被災地復旧、石化輸送管の管理問題で、陳市長は今後も評価を問われる事態が続く(中央社)

 陳市長への批判は、ガス漏れ疑いの最初の通報から爆発まで3時間以上あったのに有効な対応ができずみすみす事故を招いたこと、地下の石化輸送管の実態を把握していなかったことを含む管理不備、復旧作業の遅れと混乱などがある。その中で最大のものは、市発注の排水溝工事が輸送管の腐食に直接関係しているとみられる問題だろう。排水溝支線の発注と完成は国民党の呉敦義副総統が高雄市長を務めていた1990年代初頭だが、呉宏謀現副市長(既に辞任決定)が当時工務局で敷設を指揮している。また、98年末に市長に就任した謝長廷氏(元民進党主席)以降の、歴代民進党市政に管理責任がないとは言えないだろう。

即刻対応、批判封じる

 この問題、および輸送管について知らなかったと称していたのに実は把握していたことが明るみになるや、陳市長は即刻謝罪し、呉副市長以下幹部4人が辞任を表明、事故の復旧作業終了後という条件で認められた。

 陳市長の対応は、不祥事が起きた際の鉄則である即座の謝罪、引責という点でまさに教科書通りだった。責任は決して回避しないというそれまで表明していた言葉通りに動き、4人の辞任表明によりさらなる責任追及への声を封じることができた。

 また、事故直後に20時間以上休まずに対応に当たったこと、最後の2人の消防局員の殉職が確定するや翌日午前中に遺族の元へ弔問に訪れ落涙したことなど、その姿勢は市民への誠意を感じさせるものだった。

> データ一覧

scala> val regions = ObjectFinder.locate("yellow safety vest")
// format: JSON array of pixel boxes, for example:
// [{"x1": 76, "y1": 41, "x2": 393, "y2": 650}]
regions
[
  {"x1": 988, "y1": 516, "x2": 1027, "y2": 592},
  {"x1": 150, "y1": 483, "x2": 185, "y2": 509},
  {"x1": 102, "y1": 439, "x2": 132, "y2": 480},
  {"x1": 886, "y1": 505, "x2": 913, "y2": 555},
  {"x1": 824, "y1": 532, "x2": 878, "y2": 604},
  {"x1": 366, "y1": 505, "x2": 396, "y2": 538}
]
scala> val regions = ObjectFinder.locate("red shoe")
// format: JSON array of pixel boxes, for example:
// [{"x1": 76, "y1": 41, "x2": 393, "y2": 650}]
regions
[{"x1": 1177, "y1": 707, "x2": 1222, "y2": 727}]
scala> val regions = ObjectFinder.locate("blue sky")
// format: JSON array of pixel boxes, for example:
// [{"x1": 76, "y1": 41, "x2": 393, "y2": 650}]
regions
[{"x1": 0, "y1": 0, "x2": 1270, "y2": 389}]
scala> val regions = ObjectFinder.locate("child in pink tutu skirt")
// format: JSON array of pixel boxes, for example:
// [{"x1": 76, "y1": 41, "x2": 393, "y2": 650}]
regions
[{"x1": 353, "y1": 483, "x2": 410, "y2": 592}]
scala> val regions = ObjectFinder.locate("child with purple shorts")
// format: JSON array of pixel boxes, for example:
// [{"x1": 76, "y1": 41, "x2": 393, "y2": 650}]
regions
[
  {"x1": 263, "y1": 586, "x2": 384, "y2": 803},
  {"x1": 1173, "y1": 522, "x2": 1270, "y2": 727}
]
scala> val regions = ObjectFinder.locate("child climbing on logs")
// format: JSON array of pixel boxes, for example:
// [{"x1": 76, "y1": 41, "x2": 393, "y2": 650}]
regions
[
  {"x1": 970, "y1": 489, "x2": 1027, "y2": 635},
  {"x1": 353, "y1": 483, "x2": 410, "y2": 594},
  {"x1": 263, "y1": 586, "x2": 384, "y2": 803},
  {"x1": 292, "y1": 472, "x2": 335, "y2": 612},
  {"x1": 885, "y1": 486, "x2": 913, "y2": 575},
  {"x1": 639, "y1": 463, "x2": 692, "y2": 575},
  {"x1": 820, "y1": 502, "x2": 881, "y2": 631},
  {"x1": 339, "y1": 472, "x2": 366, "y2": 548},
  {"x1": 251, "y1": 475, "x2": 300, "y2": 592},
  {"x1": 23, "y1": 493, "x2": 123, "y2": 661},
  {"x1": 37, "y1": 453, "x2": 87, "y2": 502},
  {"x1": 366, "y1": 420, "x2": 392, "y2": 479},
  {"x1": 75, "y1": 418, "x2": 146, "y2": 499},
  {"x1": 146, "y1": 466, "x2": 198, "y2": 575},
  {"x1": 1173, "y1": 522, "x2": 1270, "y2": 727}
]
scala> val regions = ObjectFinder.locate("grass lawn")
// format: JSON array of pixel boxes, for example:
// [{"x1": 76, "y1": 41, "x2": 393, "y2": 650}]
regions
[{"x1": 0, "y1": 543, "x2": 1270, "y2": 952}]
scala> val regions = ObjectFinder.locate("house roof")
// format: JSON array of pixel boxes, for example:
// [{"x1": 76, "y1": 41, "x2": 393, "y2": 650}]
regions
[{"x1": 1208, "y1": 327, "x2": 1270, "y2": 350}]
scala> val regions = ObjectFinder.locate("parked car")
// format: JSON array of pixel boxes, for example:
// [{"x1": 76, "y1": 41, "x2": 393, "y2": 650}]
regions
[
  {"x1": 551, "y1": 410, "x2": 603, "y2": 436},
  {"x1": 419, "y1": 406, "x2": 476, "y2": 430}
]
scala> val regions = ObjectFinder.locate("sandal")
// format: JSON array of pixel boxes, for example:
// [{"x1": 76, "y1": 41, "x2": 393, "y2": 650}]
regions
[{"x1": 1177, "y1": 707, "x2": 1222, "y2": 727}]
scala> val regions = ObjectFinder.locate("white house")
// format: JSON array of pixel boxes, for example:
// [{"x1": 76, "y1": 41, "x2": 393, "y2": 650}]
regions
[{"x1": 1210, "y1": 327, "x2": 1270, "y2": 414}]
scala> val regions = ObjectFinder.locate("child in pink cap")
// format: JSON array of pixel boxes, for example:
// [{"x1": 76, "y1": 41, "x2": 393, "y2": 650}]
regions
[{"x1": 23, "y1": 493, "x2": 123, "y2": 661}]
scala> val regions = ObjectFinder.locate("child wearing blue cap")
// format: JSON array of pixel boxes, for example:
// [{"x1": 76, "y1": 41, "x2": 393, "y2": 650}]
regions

> 設問の条件
本文に書かれている内容をもとに、次の問いに答えてください。
(a) ガス漏れ疑いの最初の通報から爆発までには、どれほどの時間があったか。
(b) 辞任を表明した呉副市長以下の幹部は何人で、辞任はどのような条件で認められたか。
(c) 事故直後、陳市長は何時間以上休まずに対応に当たったか。
答えは本文だけを根拠にしてください。

> 想定される解答
(a) 3時間以上。
(b) 4人で、事故の復旧作業終了後という条件で認められた。
(c) 20時間以上。